Staff Sergeant William James: Afternoon, sir. Uh, yes, sir.

Colonel Reed: Well, that’s just hot shit. You’re a wild man, you know that?

Staff Sergeant William James: Uh, yes, sir.

Colonel Reed: He’s a wild man. You know that? I want to shake your hand.

Staff Sergeant William James: Thank you, sir.

Colonel Reed: Yeah. How many bombs have you disarmed?

Staff Sergeant William James: Uh, I’m not quite sure.

Colonel Reed: Segeant?

Staff Sergeant William James: Yes, sir.

Colonel Reed: I asked you a question.

Staff Sergeant William James: Eight hundred seventy-three, sir.

Colonel Reed: Eight hundred! And seventy-three. Eight hundred! And seventy-three. That’s just hot shit. Eight hundred and seventy-three.

Staff Sergeant William James: Counting today, sir, yes.

Colonel Reed: That’s gotta be a record. What’s the best way to… go about disarming one of these things?

Staff Sergeant William James: The way you don’t die, sir.

Colonel Reed: That’s a good one. That’s spoken like a wild man. That’s good.

A. O. Scott, writing for the New York Times describes James like this:  “Staff Sgt. William James (Jeremy Renner) is something else, someone we recognize instantly even if we have never seen anyone quite like him before. He is a connoisseur, a genius, an artist.”

- Actions to take
1 – Transcribe part of the exchange between Colonel Reed and Staff Sergeant William James, beginning at the words "Staff Sergeant William James: Counting" and stopping after the words "of these things?".
2 – Answer these questions about the exchange between Colonel Reed and Staff Sergeant William James:
(a) How many bombs does James say he has disarmed?
(b) What does James give as the best way to go about disarming one?
(c) Which newspaper was A. O. Scott writing for?

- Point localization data
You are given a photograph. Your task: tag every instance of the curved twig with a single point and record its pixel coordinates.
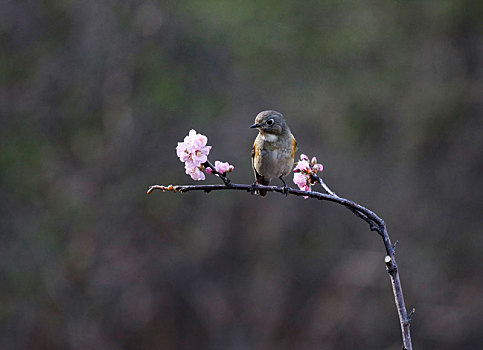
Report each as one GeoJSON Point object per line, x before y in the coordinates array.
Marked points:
{"type": "Point", "coordinates": [374, 221]}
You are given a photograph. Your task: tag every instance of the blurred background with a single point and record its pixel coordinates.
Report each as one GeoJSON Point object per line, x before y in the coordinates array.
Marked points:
{"type": "Point", "coordinates": [95, 95]}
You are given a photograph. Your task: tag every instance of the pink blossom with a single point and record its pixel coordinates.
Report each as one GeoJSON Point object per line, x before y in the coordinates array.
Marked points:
{"type": "Point", "coordinates": [193, 148]}
{"type": "Point", "coordinates": [303, 172]}
{"type": "Point", "coordinates": [193, 151]}
{"type": "Point", "coordinates": [304, 157]}
{"type": "Point", "coordinates": [302, 165]}
{"type": "Point", "coordinates": [300, 179]}
{"type": "Point", "coordinates": [223, 167]}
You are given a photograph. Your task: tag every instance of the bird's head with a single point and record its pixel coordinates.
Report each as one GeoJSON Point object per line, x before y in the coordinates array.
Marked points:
{"type": "Point", "coordinates": [270, 122]}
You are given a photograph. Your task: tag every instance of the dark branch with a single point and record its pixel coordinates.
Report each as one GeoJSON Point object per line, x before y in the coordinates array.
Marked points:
{"type": "Point", "coordinates": [374, 221]}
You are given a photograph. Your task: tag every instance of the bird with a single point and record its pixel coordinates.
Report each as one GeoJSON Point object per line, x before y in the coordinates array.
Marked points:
{"type": "Point", "coordinates": [273, 150]}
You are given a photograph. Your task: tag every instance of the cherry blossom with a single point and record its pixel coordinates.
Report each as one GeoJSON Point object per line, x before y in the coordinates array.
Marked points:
{"type": "Point", "coordinates": [303, 172]}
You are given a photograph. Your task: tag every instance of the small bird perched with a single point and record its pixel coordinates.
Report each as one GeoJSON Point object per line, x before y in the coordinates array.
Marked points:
{"type": "Point", "coordinates": [274, 149]}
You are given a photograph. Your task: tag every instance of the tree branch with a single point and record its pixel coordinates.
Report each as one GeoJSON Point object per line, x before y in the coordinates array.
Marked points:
{"type": "Point", "coordinates": [374, 221]}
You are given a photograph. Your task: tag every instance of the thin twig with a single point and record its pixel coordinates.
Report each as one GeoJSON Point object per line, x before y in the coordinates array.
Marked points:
{"type": "Point", "coordinates": [374, 221]}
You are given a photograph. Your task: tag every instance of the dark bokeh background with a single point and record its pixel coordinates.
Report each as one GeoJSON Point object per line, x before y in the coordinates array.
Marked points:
{"type": "Point", "coordinates": [94, 96]}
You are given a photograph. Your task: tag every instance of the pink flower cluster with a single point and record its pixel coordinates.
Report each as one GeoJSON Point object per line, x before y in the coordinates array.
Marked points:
{"type": "Point", "coordinates": [193, 152]}
{"type": "Point", "coordinates": [303, 171]}
{"type": "Point", "coordinates": [220, 167]}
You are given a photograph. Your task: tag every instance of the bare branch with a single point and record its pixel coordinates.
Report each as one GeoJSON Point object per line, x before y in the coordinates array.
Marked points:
{"type": "Point", "coordinates": [374, 221]}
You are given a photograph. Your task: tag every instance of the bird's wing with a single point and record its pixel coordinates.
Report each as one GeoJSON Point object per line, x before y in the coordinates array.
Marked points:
{"type": "Point", "coordinates": [254, 154]}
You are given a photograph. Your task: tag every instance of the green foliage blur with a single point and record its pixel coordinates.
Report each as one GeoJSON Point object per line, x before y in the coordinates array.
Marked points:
{"type": "Point", "coordinates": [94, 96]}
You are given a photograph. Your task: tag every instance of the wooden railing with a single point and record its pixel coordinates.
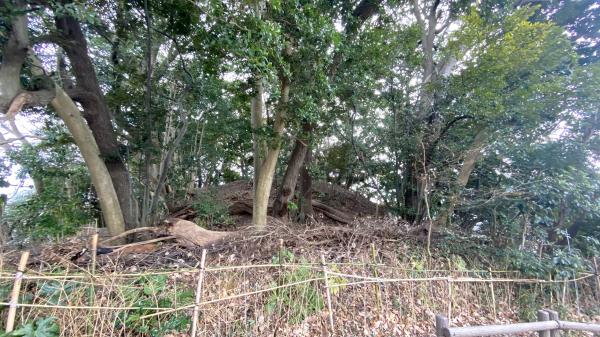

- List of answers
1 –
Staff Sergeant William James: Counting today, sir, yes.

Colonel Reed: That’s gotta be a record. What’s the best way to… go about disarming one of these things?

2 –
(a) Eight hundred seventy-three, counting that day.
(b) The way you don't die.
(c) The New York Times.